Objectifs:
1. Selon le message sur les machines-outils, en quel matériau est fait le bâti de la Syil X7 ?
2. Dans le message sur les machines-outils, réécrivez tout ce qui va de "Ensuite il faut envoyer" jusqu'à "tu installes toi-même." en changeant "technicien" en "réparateur".
3. Prolongez le message sur les machines-outils à partir de sa dernière phrase.

Passage cité:
↓
Salut,
Le sujet m'intéresse forcément, je fais des produits made in France d'un côté, et la quasi totalité de mes machines et outils ont les yeux bridés ...
En machine française, je savais que Cazzneuve existait toujours et bien présent pour les tours (conventionnels et CN), mais j'ai découvert récemment qu'ils avaient aussi une gamme de centre d'usinage. Par contre s'ils annoncent partout que leurs tours sont bien made in France, rien sur la provenance des CU ... il faut que je leur pose la question, mais j'ai bien peur que ça soit du rebadgé.
Je suis en lisse pour acheter une Syil X7 neuve, quasi toutes options (4 axes), le devis final est à environ 35k€ HT.
Le bâti est en epoxy granit, fabriqué en Suisse. Le contrôleur est un Siemens 808D/A (avec ses 4 servos pour les axes, et le moteur de broche).
Déjà une fois payé la facture aux Suisse et à Siemens, les 35k€ auront pris une belle claque chez Syil.
Ensuite il faut les rails, les chariots, les vis à bille avec leurs écrous ... de mémoire c'est du THK, encore une belle part du gâteau qui s'en va.
Sachant que Syil fait des machines depuis "un certain temps", et qu'ils font des composants pour d'autres marques, donc quand ils vont négocier avec THK, les suisses ou Siemens, ils ont un business plan qui tient la route et une légitimité, donc ils ne payent pas le prix catalogue ...
Maintenant reste à concevoir et fabriquer les pièces qui ne sont pas sur étagères ... table croisée, colonne, etc. Comme déjà dit, Syil est un gros fabriquant, qui a des grosses machines déjà bien amorties, et des ingénieurs expérimentés pour la conception. Cette partie ne leur coute "presque rien" puisqu'ils ont déjà l'infrastructure.
Ensuite il faut envoyer la machine ... la Chine est une machine à exporter, ils ont des tarifs juste hallucinants sur les frais de port sortants.
Envoyer une machine comme ça depuis le France te couterait entre 2 et 10x plus (pour faire le même chemin en inverse).
Une fois la machine arrivée chez le client, un élément qui fait la différence par exemple entre Syil et Haas, c'est que Haas t'envoie un technicien pour la journée pour l'installation, technicien qui revient le lendemain pour mettre en route la machine et te faire une micro-formation ... chez Syil tu déballes et tu installes toi-même.
La machine en fonctionnement, il faut aussi assurer le SAV, les pièces détachées, la maintenance, le support, etc.
Tout ça ne se fait pas en un jour.
Regardes les histoires des marques dont on parle ...
Syil: sous-traitant pour d'autres fabriquant, ils ont eu le temps d'apprendre, et ils avaient l'infrastructure, ils ont commencé par une très petite machine (X4 ?) et ont progressé depuis. Ce n'est que depuis quelques années qu'ils commencent à être vraiment connus et reconnus (surtout avec la X7, mais ils font aussi des équivalents de Speedio et des centres plus gros).
Haas: Eugene Haas avait déjà une grosse entreprise, et utilisait beaucoup de machines-outils, il trouvait que celles qu'il achetait n'étaient pas assez bonnes, du coup il a fait une machine d'abord pour son propre usage, et l'a vendu par la suite.
↑
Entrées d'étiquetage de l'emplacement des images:
↓
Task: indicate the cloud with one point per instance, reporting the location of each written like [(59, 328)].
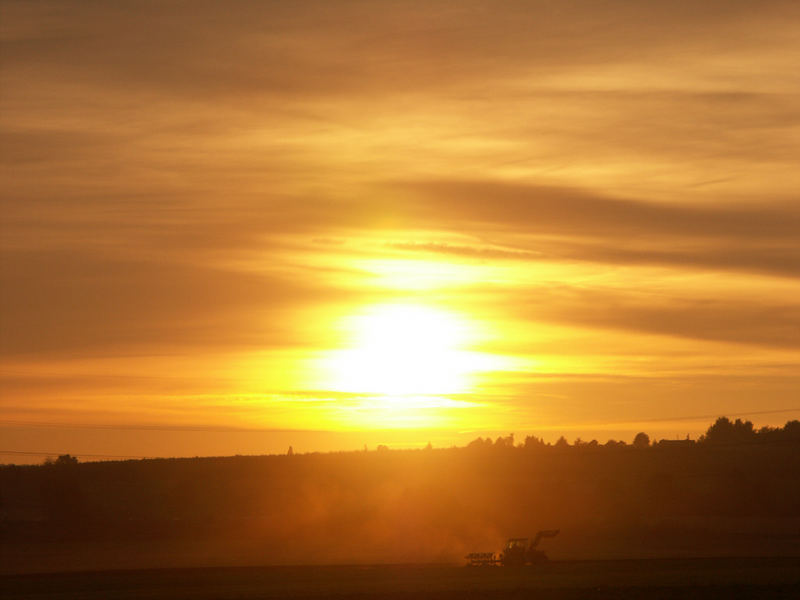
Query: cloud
[(77, 303)]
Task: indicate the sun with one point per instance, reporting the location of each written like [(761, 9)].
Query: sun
[(404, 351)]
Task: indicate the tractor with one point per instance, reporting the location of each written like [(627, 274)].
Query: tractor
[(516, 553)]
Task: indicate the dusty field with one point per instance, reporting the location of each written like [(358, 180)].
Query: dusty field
[(647, 579)]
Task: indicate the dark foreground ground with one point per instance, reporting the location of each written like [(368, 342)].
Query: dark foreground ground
[(647, 579)]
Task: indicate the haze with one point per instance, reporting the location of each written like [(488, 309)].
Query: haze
[(228, 228)]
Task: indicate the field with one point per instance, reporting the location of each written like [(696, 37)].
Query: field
[(650, 579)]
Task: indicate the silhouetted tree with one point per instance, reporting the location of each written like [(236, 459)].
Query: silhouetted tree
[(532, 442), (723, 431)]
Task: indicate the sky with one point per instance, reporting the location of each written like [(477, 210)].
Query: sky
[(233, 227)]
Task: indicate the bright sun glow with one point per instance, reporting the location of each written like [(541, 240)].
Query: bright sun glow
[(406, 351)]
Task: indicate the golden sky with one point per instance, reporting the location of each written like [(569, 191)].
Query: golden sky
[(335, 223)]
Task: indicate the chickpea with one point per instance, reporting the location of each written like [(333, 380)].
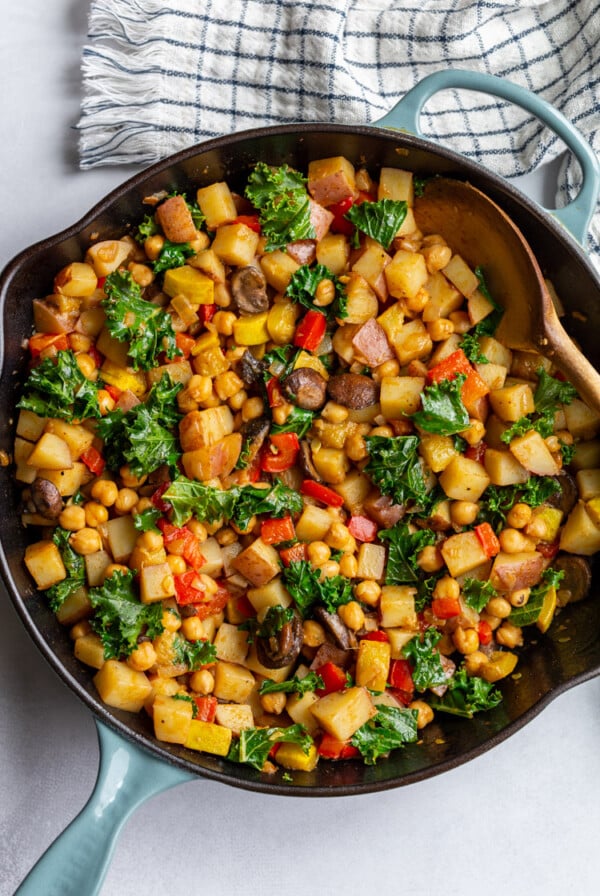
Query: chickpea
[(368, 592), (86, 541), (273, 703), (202, 681), (105, 491), (318, 553), (313, 633), (466, 640), (143, 657), (72, 517), (424, 712), (95, 514), (126, 500), (509, 635), (519, 515), (430, 559), (352, 615)]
↑
Réponses aux consignes:
1. Le bâti est en epoxy granit, fabriqué en Suisse.

2.
Ensuite il faut envoyer la machine ... la Chine est une machine à exporter, ils ont des tarifs juste hallucinants sur les frais de port sortants.
Envoyer une machine comme ça depuis le France te couterait entre 2 et 10x plus (pour faire le même chemin en inverse).
Une fois la machine arrivée chez le client, un élément qui fait la différence par exemple entre Syil et Haas, c'est que Haas t'envoie un réparateur pour la journée pour l'installation, réparateur qui revient le lendemain pour mettre en route la machine et te faire une micro-formation ... chez Syil tu déballes et tu installes toi-même.

3.
Realmeca: même s'ils ne dont presque plus de machines propre (ils sont essentiellement revendeurs Haas), c'est aussi et surtout un très gros usineur pour l'aérospatiale et l'aviation, ils ont des dizaines de CNC qui tournent H24.
Je vois difficilement une "startup" aller jouer dans cette cour, ce qui est d'ailleurs le gros problème qu'on a en France, puisqu'on a plus d'industrie, on n'a plus personne capable d'aller jouer les gros bras ... une startup qui fait une appli smartphone n'a besoin de quasi rien pour démarrer, et faire une lever de fond après, mais là on parle de gros investissements avant même de commencer à sortir le tout premier produit, plusieurs années de R&D, etc. A ma connaissance aucun investisseur en France ne suivra (et j'ai réussi plusieurs levées de fond).
Ce n'est probablement pas ce que tu as envie d'entendre, mais un business plan pour arriver à ton objectif se ferait sur 20 ans au moins.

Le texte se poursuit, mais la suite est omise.